Recast every line of the records below as a Markdown table with two columns, Number and Line, where each row pairs a row number with one line and blank lines are omitted. Leave the pictures out of the table.

------------------------------------------------------------

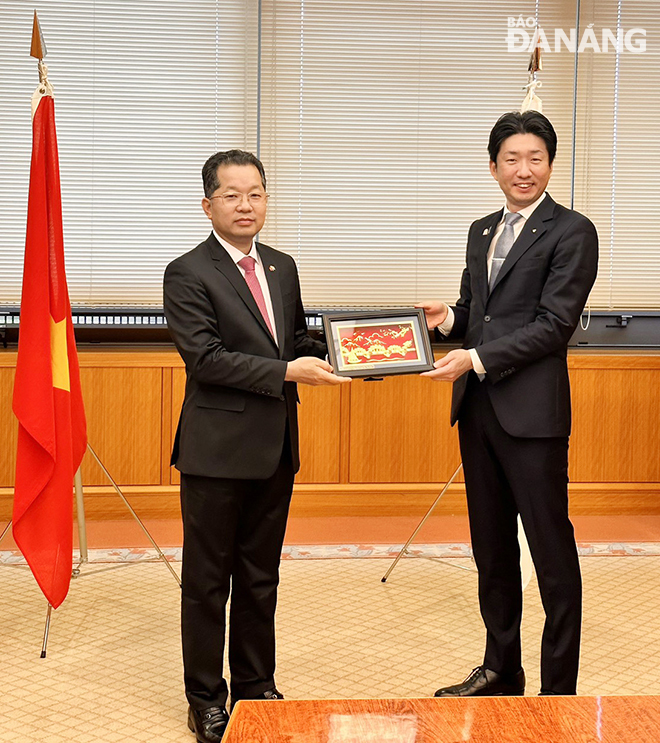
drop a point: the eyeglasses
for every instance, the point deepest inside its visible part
(257, 198)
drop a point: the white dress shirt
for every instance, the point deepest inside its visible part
(236, 255)
(448, 323)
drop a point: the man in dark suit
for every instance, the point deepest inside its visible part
(234, 310)
(529, 270)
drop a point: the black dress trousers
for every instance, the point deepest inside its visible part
(506, 476)
(233, 535)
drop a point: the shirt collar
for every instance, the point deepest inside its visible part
(235, 254)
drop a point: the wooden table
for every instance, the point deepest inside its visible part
(476, 720)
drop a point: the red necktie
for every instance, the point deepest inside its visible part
(247, 264)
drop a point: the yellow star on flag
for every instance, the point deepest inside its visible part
(58, 355)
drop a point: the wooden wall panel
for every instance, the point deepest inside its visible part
(319, 421)
(616, 425)
(123, 407)
(383, 438)
(400, 432)
(8, 429)
(178, 391)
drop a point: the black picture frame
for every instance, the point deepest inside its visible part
(356, 355)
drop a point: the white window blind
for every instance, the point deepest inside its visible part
(374, 118)
(374, 127)
(144, 92)
(618, 154)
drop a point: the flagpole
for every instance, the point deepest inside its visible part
(47, 392)
(82, 524)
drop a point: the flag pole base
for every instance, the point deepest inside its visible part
(46, 631)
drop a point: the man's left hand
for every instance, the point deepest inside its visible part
(450, 367)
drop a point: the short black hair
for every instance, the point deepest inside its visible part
(230, 157)
(529, 122)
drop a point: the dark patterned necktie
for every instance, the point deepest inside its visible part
(503, 246)
(248, 264)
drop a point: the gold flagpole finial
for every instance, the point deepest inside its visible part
(532, 101)
(38, 48)
(535, 63)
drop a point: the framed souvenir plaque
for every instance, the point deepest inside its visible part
(378, 343)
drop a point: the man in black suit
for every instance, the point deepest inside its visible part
(234, 310)
(529, 270)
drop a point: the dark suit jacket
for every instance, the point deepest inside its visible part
(237, 403)
(522, 327)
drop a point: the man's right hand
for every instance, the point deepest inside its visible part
(436, 312)
(310, 370)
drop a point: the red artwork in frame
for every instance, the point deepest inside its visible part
(371, 343)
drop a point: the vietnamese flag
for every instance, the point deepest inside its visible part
(48, 403)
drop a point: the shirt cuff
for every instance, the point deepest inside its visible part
(476, 362)
(448, 323)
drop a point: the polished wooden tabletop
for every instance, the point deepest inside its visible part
(476, 720)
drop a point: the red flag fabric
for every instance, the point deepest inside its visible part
(48, 403)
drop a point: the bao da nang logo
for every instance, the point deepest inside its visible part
(523, 35)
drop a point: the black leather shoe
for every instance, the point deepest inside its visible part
(268, 694)
(208, 724)
(483, 682)
(271, 694)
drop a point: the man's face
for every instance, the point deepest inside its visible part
(235, 209)
(522, 169)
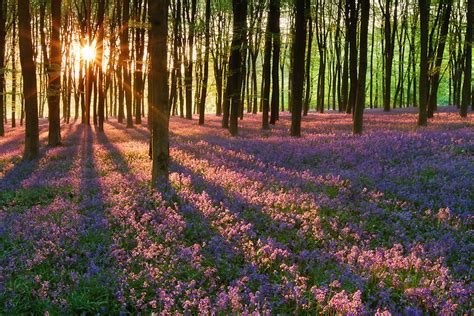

------------------------------------------------------------

=== Written response ===
| Number | Line |
|---|---|
| 1 | drop a point: the eyeglasses |
| 2 | for every instance, the point deepest inside its visible part |
| 3 | (257, 198) |
| 4 | drop a point: the white dress shirt |
| 5 | for every instance, the point deepest inside its visible part |
| 6 | (236, 255) |
| 7 | (448, 323) |
| 8 | drop a point: the man in dark suit |
| 9 | for every instance, the point deepest inside its visible part |
| 10 | (234, 310) |
| 11 | (529, 270) |
| 12 | drop a point: the black dress trousers |
| 13 | for every instance, the point deepest inside its visible part |
| 14 | (506, 476) |
| 15 | (233, 535) |
| 16 | drop a point: the shirt collar |
| 17 | for every instance, the point deepest inside its visible part |
| 18 | (235, 254) |
| 19 | drop a point: the wooden table |
| 20 | for every instance, the point deepest inside its visible part |
| 21 | (476, 720) |
| 22 | drop a point: the red necktie |
| 23 | for every instance, the point deepest inside its visible part |
| 24 | (247, 264) |
| 25 | drop a point: the yellow star on flag |
| 26 | for every instance, the point deepest inside its visible part |
| 27 | (58, 355) |
| 28 | drop a point: the wooden wall panel |
| 29 | for every instance, the point deepest inside its visible part |
| 30 | (319, 421) |
| 31 | (616, 425) |
| 32 | (123, 407) |
| 33 | (383, 438) |
| 34 | (400, 432) |
| 35 | (8, 429) |
| 36 | (178, 391) |
| 37 | drop a point: the black picture frame |
| 38 | for every instance, the point deepest inside its visible part |
| 39 | (356, 355) |
| 40 | drop a point: the white window blind |
| 41 | for every instance, the point deepest inside its visible part |
| 42 | (374, 118) |
| 43 | (374, 127) |
| 44 | (144, 92) |
| 45 | (618, 154) |
| 46 | drop a point: the flagpole |
| 47 | for every instance, the point deepest inside its visible part |
| 48 | (47, 392) |
| 49 | (82, 524) |
| 50 | drop a point: the flag pole base |
| 51 | for every instance, the point deepest inside its visible part |
| 52 | (46, 631) |
| 53 | drop a point: the man's left hand |
| 54 | for every instance, the point deepest inside its visible part |
| 55 | (450, 367) |
| 56 | drop a point: the short black hair |
| 57 | for every instance, the point deepest inside its visible part |
| 58 | (230, 157) |
| 59 | (529, 122) |
| 60 | drop a point: the dark patterned necktie |
| 61 | for every instance, the point deepest inside its visible part |
| 62 | (503, 246) |
| 63 | (248, 264) |
| 64 | drop a point: the gold flagpole finial |
| 65 | for every instance, the point deepest inside its visible part |
| 66 | (532, 101) |
| 67 | (38, 48) |
| 68 | (535, 63) |
| 69 | drop a point: the framed souvenir plaque |
| 70 | for every instance, the point deepest inside its visible part |
| 71 | (378, 343) |
| 72 | drop a point: the man in black suit |
| 73 | for every instance, the point deepest inside its visible part |
| 74 | (234, 310) |
| 75 | (529, 270) |
| 76 | drop a point: the dark suit jacket |
| 77 | for every instance, the point deepest inside its visible part |
| 78 | (237, 403) |
| 79 | (522, 327) |
| 80 | drop a point: the man's right hand |
| 81 | for every instance, the point deepest inside its visible part |
| 82 | (436, 312) |
| 83 | (310, 370) |
| 84 | drop a point: the red artwork in frame |
| 85 | for every instance, the point deepest inside its visible part |
| 86 | (371, 343) |
| 87 | drop a point: the vietnamese flag |
| 88 | for every instance, the point deepest inside its visible part |
| 89 | (48, 403) |
| 90 | drop a point: the shirt cuff |
| 91 | for every instance, the point deepest inside its visible part |
| 92 | (476, 362) |
| 93 | (448, 323) |
| 94 | drop a point: the polished wooden tabletop |
| 95 | for every instance, the point deepest inside its visible part |
| 96 | (476, 720) |
| 97 | drop a point: the red flag fabric |
| 98 | for every instance, the point deepest inside its visible part |
| 99 | (48, 403) |
| 100 | drop a point: the bao da nang logo |
| 101 | for every instance, the point deepest inside its visible part |
| 102 | (523, 35) |
| 103 | drop a point: the black leather shoe |
| 104 | for every instance, the point deepest inside its visible part |
| 105 | (268, 694) |
| 106 | (208, 724) |
| 107 | (483, 682) |
| 108 | (271, 694) |
| 109 | drop a point: the man's face |
| 110 | for every instance, the point deepest inside its visible part |
| 111 | (235, 209) |
| 112 | (522, 169) |